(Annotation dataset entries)
======
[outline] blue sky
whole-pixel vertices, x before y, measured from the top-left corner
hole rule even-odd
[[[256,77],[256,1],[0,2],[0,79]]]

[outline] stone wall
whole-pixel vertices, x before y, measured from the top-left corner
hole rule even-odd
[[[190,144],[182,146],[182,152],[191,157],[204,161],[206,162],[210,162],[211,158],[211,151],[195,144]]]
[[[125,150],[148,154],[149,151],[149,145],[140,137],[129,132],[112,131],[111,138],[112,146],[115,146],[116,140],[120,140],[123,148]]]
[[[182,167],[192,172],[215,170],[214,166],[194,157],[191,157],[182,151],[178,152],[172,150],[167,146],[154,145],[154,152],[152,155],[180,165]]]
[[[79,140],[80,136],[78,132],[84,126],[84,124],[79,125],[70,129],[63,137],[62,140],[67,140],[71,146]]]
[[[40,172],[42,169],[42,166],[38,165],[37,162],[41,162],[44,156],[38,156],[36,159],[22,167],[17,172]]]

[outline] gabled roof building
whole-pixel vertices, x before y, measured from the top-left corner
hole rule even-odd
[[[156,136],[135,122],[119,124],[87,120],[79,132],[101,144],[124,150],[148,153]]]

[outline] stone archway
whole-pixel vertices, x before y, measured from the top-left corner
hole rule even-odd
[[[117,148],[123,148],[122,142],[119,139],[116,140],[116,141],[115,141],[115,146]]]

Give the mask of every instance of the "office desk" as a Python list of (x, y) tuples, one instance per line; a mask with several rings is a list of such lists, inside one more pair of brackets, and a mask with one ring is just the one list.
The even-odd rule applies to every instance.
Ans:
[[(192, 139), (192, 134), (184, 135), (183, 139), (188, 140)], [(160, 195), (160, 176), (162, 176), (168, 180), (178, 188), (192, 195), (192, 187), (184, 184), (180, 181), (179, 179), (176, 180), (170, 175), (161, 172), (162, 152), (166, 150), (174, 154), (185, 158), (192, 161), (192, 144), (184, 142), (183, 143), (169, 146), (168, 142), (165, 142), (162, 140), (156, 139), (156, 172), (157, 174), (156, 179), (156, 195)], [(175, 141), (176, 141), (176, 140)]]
======
→ Exercise: Extract the listing in its entirety and repeat it exactly.

→ Exercise response:
[outline] blue sky
whole-pixel vertices, x before y, measured from the top-left corner
hole rule even-odd
[[[256,77],[256,1],[0,2],[0,79]]]

[outline] stone wall
whole-pixel vertices, x before y, measured from the top-left corner
hole rule even-odd
[[[190,144],[182,146],[182,152],[191,157],[204,161],[206,162],[210,162],[211,158],[211,151],[195,144]]]
[[[125,150],[148,154],[149,151],[149,145],[140,137],[129,132],[112,131],[111,138],[112,146],[115,146],[116,140],[120,140],[123,148]]]
[[[182,167],[192,172],[215,170],[214,166],[194,157],[191,157],[182,151],[178,152],[172,150],[167,146],[154,145],[154,152],[152,155],[180,165]]]
[[[79,140],[80,136],[78,132],[84,126],[84,124],[79,125],[70,129],[63,137],[62,140],[67,140],[71,146]]]
[[[40,172],[42,169],[42,166],[38,165],[37,162],[41,162],[44,156],[38,156],[36,159],[22,167],[17,172]]]

[outline] gabled roof building
whole-pixel vertices, x before y, measured from the top-left corner
hole rule even-odd
[[[156,136],[135,122],[119,124],[87,120],[79,132],[101,144],[124,150],[148,153]]]

[outline] stone archway
whole-pixel vertices, x before y, measured from the top-left corner
hole rule even-odd
[[[117,148],[123,148],[122,142],[119,139],[116,140],[116,141],[115,141],[115,146]]]

Give the mask of every instance of the "office desk" as a Python list of (x, y) tuples, one instance per line; a mask with several rings is a list of such lists, inside one more pair of brackets, and a mask with one ring is just the one list.
The even-odd rule applies to every instance.
Ans:
[[(192, 139), (192, 134), (184, 135), (183, 139), (188, 140)], [(160, 195), (160, 176), (162, 176), (168, 180), (178, 188), (192, 195), (192, 187), (184, 184), (180, 181), (179, 179), (176, 180), (170, 175), (161, 172), (162, 152), (166, 150), (174, 154), (185, 158), (192, 161), (192, 144), (184, 142), (183, 143), (169, 146), (168, 142), (165, 142), (162, 140), (156, 139), (156, 172), (157, 174), (156, 179), (156, 195)], [(175, 141), (176, 141), (176, 140)]]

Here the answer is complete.